■ Requirement a
According to the ferry thread below, what was the family given to put on the windscreen after handing back the scanner?
###
# Pet Passport When Using Ferry?



## chasper (Apr 20, 2008)

Hi, We have always used the tunnel when we go abroad and are conversant with the procedure regarding the procedure at Eurotunnel pet control. We are thinking of using the ferry and want to know what the procedure is when we return from Calais or Dunkirk. Any help greatly received. Chas.


----------



## Penquin (Oct 15, 2007)

We have not done the ferry from Calais or Dunkirk but have used BF St Malo and it was VERY easy - we rolled up to the check in booth, they brought up our info based on the car registration number, once they had checked our passports and also looked at our dog's, we were handed the chip scanner and asked to use it to detect the scanner. It beeped, we handed it back and were given a Pet on board sticker for the windscreen with a dog paw print on an orange background. 

This was stuck on the screen and away we went, we were put on the correct deck for the kennels (we had pre-booked one) and a little while later we installed him in the kennel with his rug, food bowl and a couple of toys - a water bowl is provided as is water. This supposedly takes place after all the vehicles have been loaded for safety, but I was able to stay with him in the car until asked to put him in as it was his frst ever time and he had been sedated as he HATES the car.

We were invited to go and check him and take him for a pee at about 1030 and were asked to collect him from the kennel about 30 minutes before we docked - he was a very relaxed and happy young dog and had obviously been happy overnight and had not been distressed by the experience at all.
###
■ Requirement b
Count the lines of the listing below that contain the string "chip", and give only the number.

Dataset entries
###
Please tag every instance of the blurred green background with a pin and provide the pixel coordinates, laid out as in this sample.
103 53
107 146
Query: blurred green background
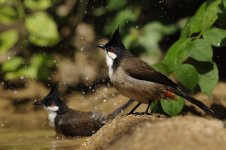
48 41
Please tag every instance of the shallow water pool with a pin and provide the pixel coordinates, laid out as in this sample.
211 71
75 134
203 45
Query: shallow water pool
17 139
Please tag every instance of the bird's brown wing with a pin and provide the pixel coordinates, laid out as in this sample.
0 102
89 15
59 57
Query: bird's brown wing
138 69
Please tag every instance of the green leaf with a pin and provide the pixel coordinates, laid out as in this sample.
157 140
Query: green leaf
177 54
172 107
116 4
12 64
43 29
152 33
7 40
224 3
161 67
215 36
208 80
8 15
201 50
204 18
187 75
38 4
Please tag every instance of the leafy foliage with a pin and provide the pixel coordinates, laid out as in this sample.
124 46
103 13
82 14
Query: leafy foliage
43 30
196 41
33 31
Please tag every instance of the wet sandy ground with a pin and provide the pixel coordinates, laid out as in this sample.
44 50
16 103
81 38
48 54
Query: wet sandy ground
157 133
26 123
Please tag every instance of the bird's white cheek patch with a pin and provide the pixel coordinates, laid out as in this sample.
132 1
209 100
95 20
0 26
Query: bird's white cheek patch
52 108
112 55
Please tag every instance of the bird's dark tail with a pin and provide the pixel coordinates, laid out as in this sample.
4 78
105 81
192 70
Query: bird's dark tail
196 102
119 110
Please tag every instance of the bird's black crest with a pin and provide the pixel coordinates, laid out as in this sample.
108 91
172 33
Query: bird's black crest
53 91
115 40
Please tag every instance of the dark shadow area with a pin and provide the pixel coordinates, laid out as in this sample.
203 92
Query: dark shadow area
219 111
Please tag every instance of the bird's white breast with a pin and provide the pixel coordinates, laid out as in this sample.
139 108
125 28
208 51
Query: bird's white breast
52 113
109 62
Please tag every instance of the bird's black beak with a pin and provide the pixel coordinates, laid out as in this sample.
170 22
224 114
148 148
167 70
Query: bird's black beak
38 103
101 46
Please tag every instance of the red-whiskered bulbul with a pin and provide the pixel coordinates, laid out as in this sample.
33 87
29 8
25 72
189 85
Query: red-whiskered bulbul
71 122
135 79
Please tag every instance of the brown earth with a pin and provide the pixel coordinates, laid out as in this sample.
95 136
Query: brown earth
126 132
158 133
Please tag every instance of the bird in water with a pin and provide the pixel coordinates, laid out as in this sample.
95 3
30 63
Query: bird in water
71 122
134 78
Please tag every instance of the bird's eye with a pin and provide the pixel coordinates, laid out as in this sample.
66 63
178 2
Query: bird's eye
111 49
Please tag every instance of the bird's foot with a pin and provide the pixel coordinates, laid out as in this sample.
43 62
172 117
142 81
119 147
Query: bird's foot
139 113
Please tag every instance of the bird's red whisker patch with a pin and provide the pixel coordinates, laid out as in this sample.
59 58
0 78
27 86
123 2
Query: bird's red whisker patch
170 95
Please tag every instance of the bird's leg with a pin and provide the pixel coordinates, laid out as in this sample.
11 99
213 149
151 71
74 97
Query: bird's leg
146 111
131 112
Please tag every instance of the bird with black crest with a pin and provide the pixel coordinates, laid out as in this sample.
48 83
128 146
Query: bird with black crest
71 122
134 78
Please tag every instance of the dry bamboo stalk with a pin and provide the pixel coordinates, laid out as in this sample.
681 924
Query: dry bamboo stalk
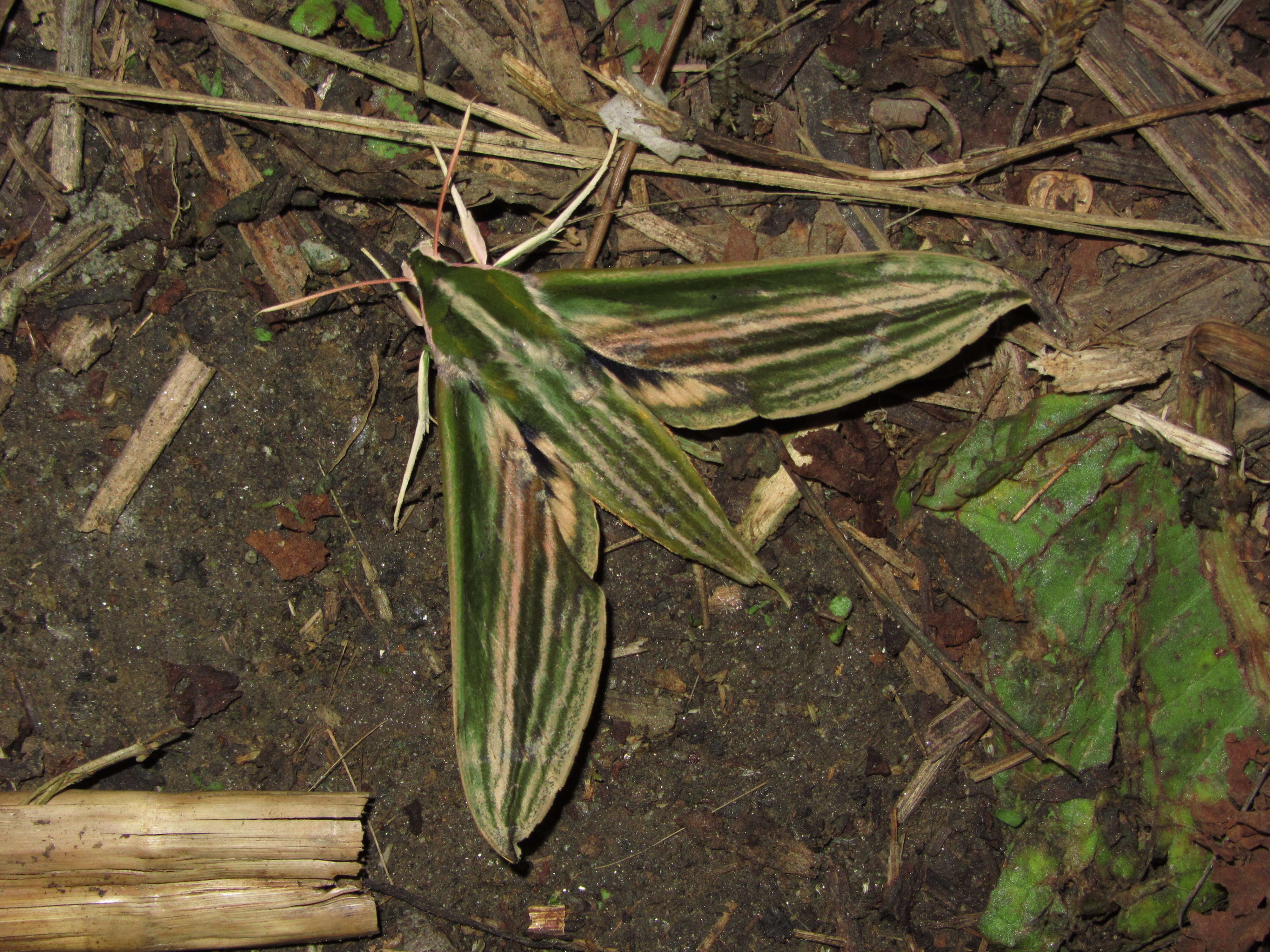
262 60
1224 173
134 873
213 915
123 838
275 243
51 261
477 53
46 185
177 398
959 723
1182 437
1156 29
74 56
1128 230
397 78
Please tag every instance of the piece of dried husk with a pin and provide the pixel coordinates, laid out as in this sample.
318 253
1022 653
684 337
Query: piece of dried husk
8 380
1102 370
1061 191
176 871
900 114
79 341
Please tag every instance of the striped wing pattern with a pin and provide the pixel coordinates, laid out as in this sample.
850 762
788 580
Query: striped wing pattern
528 623
557 390
712 346
577 421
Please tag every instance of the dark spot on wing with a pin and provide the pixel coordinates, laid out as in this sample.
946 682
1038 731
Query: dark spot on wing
632 376
547 469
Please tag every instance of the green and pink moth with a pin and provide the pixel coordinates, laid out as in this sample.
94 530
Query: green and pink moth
556 392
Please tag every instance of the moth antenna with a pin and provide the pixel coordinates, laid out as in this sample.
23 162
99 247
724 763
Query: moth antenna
411 310
450 176
307 299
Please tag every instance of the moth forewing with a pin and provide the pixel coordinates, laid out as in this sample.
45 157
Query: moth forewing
528 623
713 346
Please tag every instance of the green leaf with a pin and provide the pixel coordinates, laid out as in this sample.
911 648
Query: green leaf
375 20
713 346
313 18
397 106
214 86
1128 652
528 621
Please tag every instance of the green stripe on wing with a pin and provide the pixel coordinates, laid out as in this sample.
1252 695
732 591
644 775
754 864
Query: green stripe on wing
577 420
528 623
712 346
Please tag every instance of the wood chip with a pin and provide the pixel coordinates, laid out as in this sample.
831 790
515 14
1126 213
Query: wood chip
79 341
548 921
1102 370
1182 437
651 717
8 380
177 398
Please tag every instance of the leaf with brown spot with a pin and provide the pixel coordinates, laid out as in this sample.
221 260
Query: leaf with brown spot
291 554
669 680
209 691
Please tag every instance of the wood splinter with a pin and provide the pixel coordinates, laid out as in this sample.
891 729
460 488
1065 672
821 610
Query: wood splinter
168 411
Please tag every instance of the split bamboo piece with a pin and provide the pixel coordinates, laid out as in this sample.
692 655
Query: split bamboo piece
139 873
168 411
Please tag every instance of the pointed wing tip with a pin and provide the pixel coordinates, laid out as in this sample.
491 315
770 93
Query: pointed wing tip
504 842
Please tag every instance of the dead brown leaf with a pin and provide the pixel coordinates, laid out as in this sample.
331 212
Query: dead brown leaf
291 554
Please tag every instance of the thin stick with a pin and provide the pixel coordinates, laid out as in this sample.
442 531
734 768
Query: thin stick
758 786
74 56
393 77
699 572
1126 230
600 230
450 177
167 413
366 417
140 752
1057 477
906 621
342 756
342 760
418 46
328 293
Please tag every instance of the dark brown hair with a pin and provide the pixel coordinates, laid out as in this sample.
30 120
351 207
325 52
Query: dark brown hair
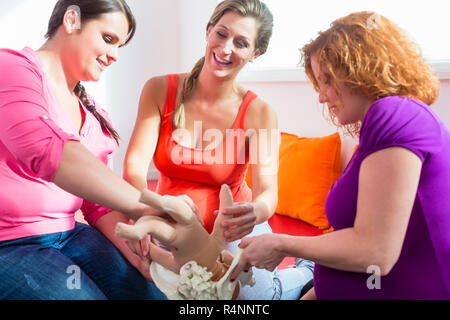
###
■ Answer a
A Pet on board sticker with a dog paw print on an orange background.

■ Answer b
2